--- AVAILABLE RECORDS ---
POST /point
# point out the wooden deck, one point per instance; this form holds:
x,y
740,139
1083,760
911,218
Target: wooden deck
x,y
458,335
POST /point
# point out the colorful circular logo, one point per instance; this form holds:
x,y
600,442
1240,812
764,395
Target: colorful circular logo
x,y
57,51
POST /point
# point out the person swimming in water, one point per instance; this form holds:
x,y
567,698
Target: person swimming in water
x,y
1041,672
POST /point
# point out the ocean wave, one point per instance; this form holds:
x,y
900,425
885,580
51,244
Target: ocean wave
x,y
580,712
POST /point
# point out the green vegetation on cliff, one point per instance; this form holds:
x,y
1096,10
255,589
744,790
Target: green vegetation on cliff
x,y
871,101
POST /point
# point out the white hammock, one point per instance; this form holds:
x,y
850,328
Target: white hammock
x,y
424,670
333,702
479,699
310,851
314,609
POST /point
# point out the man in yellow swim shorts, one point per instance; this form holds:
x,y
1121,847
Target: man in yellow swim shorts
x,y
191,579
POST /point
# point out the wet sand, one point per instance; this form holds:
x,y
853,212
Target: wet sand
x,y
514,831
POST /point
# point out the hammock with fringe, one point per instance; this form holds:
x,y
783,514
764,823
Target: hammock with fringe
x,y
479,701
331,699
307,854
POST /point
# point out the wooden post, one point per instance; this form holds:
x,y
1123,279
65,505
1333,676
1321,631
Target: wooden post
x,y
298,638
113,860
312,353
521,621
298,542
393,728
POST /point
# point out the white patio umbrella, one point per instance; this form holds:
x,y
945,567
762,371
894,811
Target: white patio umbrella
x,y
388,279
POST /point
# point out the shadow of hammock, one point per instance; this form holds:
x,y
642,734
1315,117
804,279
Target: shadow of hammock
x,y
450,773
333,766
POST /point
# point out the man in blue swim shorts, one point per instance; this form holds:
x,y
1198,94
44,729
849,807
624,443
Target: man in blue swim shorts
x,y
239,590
---
* STATED GOAL
Extract the listing in its entirety, matching it exactly.

* EXERCISE RESPONSE
POST /point
# point out the wooden deck, one point per instance; this form holds:
x,y
740,139
1083,760
911,218
Target: wooden deck
x,y
458,335
POST /point
# point out the colorful circular logo, one point per instance; this form holds:
x,y
600,442
1240,812
764,395
Target: colorful circular logo
x,y
57,51
POST /point
# point out the person swimming in water, one point per instance; this form holds:
x,y
567,698
Target: person swimming in water
x,y
1041,672
POST /point
# point out the ocean wave, one point per instance; this form holds:
x,y
900,425
885,580
51,244
Target: ocean wave
x,y
580,712
POST /point
# point out the green vegetation on cliff, one point per instance; this form holds:
x,y
1096,10
255,589
744,790
Target: green vegetation on cliff
x,y
871,101
POST /point
# point out the white hammock, one point per instance; this form holds:
x,y
850,328
Target: white hammock
x,y
424,670
333,702
479,699
310,851
314,609
POST /point
# point out the man in yellow swim shorts, one point per instance; this form holds:
x,y
1121,847
Target: man in yellow swim shorts
x,y
191,579
POST /point
# point out the wet sand, one point per instance; this form holds:
x,y
853,212
Target: wet sand
x,y
514,831
POST /point
# point out the hammock with fringe, one point per instance; this form holds:
x,y
783,514
764,823
Target: hammock with fringe
x,y
479,701
331,699
307,854
POST /point
# point out the wooden post, one point per instance; this form holds:
x,y
1123,279
65,505
1333,676
1321,631
Target: wooden post
x,y
298,638
113,860
312,353
521,621
298,542
393,728
POST /point
# point out the white patio umbrella, one point per instance; this form holds:
x,y
945,567
762,371
894,811
Target: white patio umbrella
x,y
388,279
POST /point
# point out the shadow of hammock, one point per instance; this form holds:
x,y
642,734
1315,117
804,279
Target: shadow of hammock
x,y
450,773
333,766
POST /point
# point out the man in blue swim shorts, one point per instance; this form holds:
x,y
1198,94
44,729
849,807
624,443
Target: man in blue swim shorts
x,y
239,590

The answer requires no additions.